● SOURCE RECORDS
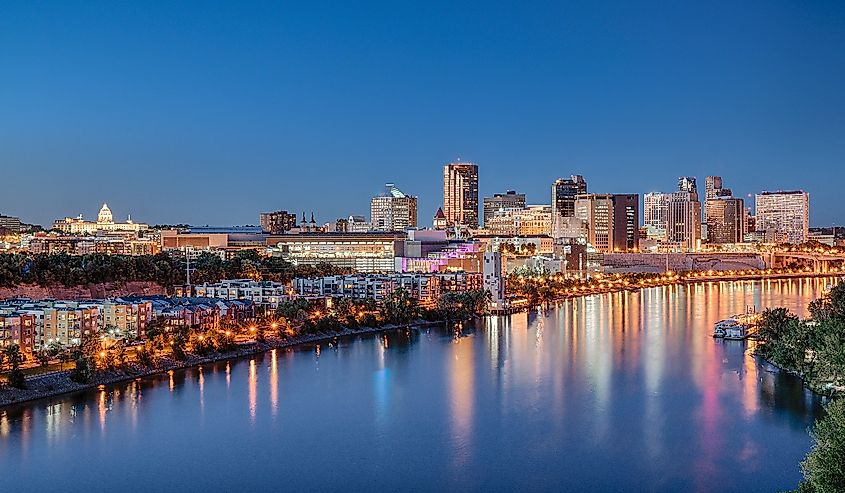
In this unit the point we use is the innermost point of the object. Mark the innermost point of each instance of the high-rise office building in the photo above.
(564, 191)
(10, 224)
(277, 222)
(501, 201)
(687, 184)
(527, 221)
(724, 215)
(784, 215)
(460, 194)
(392, 210)
(684, 219)
(725, 219)
(612, 220)
(711, 185)
(656, 213)
(626, 222)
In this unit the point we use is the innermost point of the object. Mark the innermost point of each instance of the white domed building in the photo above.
(105, 222)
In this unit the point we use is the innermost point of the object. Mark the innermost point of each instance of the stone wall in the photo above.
(89, 291)
(679, 262)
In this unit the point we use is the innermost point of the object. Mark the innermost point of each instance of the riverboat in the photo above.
(737, 327)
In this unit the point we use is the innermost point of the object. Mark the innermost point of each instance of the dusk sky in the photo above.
(209, 113)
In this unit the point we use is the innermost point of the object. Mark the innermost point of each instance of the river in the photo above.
(615, 392)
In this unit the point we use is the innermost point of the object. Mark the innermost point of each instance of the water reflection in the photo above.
(617, 391)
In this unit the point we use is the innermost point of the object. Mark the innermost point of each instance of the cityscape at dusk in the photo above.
(441, 246)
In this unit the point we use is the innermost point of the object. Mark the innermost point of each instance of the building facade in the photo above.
(612, 220)
(783, 214)
(656, 213)
(501, 201)
(10, 223)
(725, 219)
(392, 210)
(684, 220)
(263, 294)
(277, 222)
(105, 222)
(564, 192)
(460, 194)
(425, 287)
(528, 221)
(363, 252)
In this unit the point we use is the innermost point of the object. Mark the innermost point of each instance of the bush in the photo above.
(17, 379)
(824, 467)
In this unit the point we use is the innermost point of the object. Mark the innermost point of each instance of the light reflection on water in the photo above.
(608, 392)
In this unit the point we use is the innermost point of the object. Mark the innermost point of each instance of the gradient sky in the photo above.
(208, 112)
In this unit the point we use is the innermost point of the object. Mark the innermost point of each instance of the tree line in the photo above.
(814, 349)
(163, 268)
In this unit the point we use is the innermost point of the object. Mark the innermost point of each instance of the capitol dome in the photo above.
(105, 215)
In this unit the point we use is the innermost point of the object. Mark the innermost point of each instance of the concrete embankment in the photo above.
(57, 383)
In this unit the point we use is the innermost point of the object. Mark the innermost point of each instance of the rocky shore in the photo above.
(57, 383)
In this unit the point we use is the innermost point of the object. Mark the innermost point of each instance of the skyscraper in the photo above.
(684, 219)
(564, 192)
(656, 213)
(277, 222)
(725, 218)
(687, 184)
(500, 201)
(712, 184)
(612, 220)
(783, 215)
(724, 214)
(392, 210)
(460, 194)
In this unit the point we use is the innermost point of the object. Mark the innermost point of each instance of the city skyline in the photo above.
(628, 96)
(425, 220)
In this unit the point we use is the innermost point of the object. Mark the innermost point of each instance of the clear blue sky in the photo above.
(208, 112)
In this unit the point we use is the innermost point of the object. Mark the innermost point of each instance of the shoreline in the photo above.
(58, 383)
(678, 282)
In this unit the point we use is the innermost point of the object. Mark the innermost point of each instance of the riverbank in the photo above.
(617, 283)
(59, 382)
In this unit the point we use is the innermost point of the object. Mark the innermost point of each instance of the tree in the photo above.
(399, 307)
(86, 359)
(15, 357)
(43, 358)
(824, 467)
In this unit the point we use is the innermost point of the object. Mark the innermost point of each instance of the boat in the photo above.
(738, 327)
(721, 327)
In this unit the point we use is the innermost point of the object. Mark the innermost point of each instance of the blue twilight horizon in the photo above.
(210, 112)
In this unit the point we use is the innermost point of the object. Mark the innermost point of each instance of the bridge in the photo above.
(818, 262)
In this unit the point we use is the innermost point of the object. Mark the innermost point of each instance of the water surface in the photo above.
(612, 392)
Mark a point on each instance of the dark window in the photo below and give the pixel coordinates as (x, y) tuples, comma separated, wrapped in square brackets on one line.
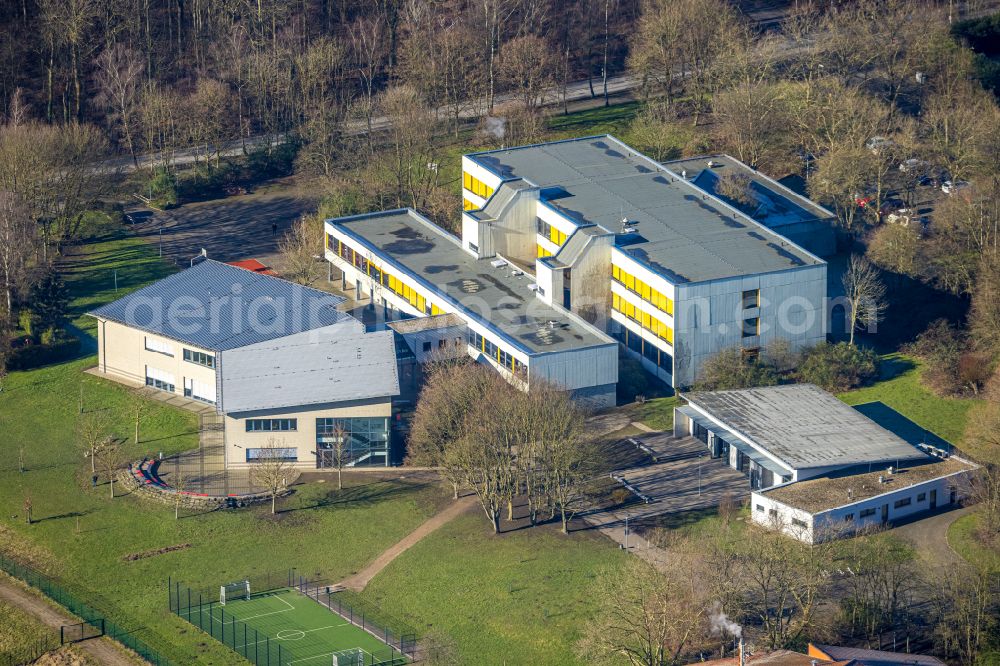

● INSTRUCTIONS FOR THE TASK
Output every entry exactly, leaving out pictures.

● FINAL ANSWER
In this unit the point we use is the innermost point of the object. Mark the innermost point of each instance of the high-rise office building in the photo above.
(564, 191)
(10, 224)
(277, 222)
(501, 201)
(687, 184)
(527, 221)
(724, 215)
(784, 215)
(460, 194)
(392, 210)
(684, 219)
(725, 219)
(612, 220)
(711, 185)
(656, 213)
(626, 222)
In this unit the point we use is the innermost point of the object. Mark the innermost point of each instance of the white domed building in the photo above.
(105, 222)
In this unit the point we use is the innermost point of the object. Mark the innermost point of each instance of the stone wall in the photo above.
(89, 291)
(679, 262)
In this unit the point we use is the innermost point of the object. Mark the innermost point of each instance of the riverboat in the photo above.
(737, 327)
In this unit the point we use is the innermost point of the object. Mark the innermost point of each instance of the dusk sky in the photo above.
(209, 113)
In this unit the point we use is the innermost point of the object. Mark the innermost point of each instance of the river in the photo above.
(615, 392)
In this unit the point we use is the innermost point of the object. Mark the innermost point of each instance of the water reflection in the photo above.
(617, 391)
In this unit the point we use is the innermost point of the object. Mark the innermost point of each instance of the cityscape at dusk in the photo above.
(441, 246)
In this unit the point we use is the innermost point of the object. Mark the innermost point of each instance of the building facade in the photo above.
(612, 220)
(783, 214)
(656, 213)
(501, 201)
(10, 223)
(725, 219)
(392, 210)
(684, 220)
(263, 294)
(277, 222)
(105, 222)
(564, 192)
(460, 194)
(425, 287)
(528, 221)
(363, 252)
In this unit the point we use is the innermost point of the object. Mark the innermost point of each instance of the bush in the photo above.
(17, 379)
(824, 467)
In this unit the point we use is the innermost point of the object. Mark the innermost point of each instance of the light reflection on water in the photo above.
(608, 392)
In this unit the point we use is the innermost point of the object. Mark the innermost point of each instance of the gradient sky in the photo above.
(208, 112)
In this unit the point we use is the innermost point of the object. Mark the innermost point of each instance of the tree line in the photo above.
(814, 349)
(163, 268)
In this unit the point we use is the innermost point of the object. Mark the innermost point of each instance of the capitol dome in the photo above.
(105, 215)
In this unit the point we use is the innermost point of the object. Mark the innermost point of each instance of the concrete embankment in the photo above.
(57, 383)
In this unit the point we use is the innermost point of the object. Mark the innermost point of each instance of the rocky shore in the photo above.
(57, 383)
In this unit the point we use is the innermost point of the object. Mark the innermost point of each instance of the skyscraper in the photo above.
(684, 219)
(564, 192)
(656, 213)
(277, 222)
(725, 218)
(687, 184)
(500, 201)
(712, 184)
(612, 220)
(783, 215)
(724, 214)
(392, 210)
(460, 194)
In this unit the point we use is the innermost point of the object. Mark the innermost point of each instance of the city skyline in the photo above.
(628, 96)
(425, 220)
In this unit the point we use is the innermost point of the object. Mark the innermost point of each instance of the clear blue sky in the photo above.
(208, 112)
In this unit the point we use is the innermost point of the object. Mark the innermost point of each instance of the shoreline in the photo above.
(58, 383)
(678, 282)
In this unit the point we use is the innermost point of the object. Mark the innermost point of each instance of the riverbank in the photo above.
(617, 283)
(59, 382)
In this unit the point we use is the innermost point of the object. Mark the innermost point of each instance of the tree in the photo above.
(399, 307)
(86, 359)
(15, 357)
(43, 358)
(824, 467)
In this unit the point we use is the innermost point of the object. Mark the innermost point of each instance of the boat in the photo above.
(738, 327)
(721, 327)
In this unit the point we use is the innermost point of the object. Mark the innermost point of each instance of the blue twilight horizon in the photo above.
(210, 112)
In this unit the point we use is the innermost point of the object. Mark the innermost point of each instance of the bridge in the photo above.
(818, 262)
In this unit the point we use is the innermost point of the object. Mark the innermost point of each instance of the water surface in the photo above.
(612, 392)
Mark a point on each instance of the dark window in the photo below and give the pixel coordinates as (x, y) tuples, comma separated, wrapped in square brackets on one line.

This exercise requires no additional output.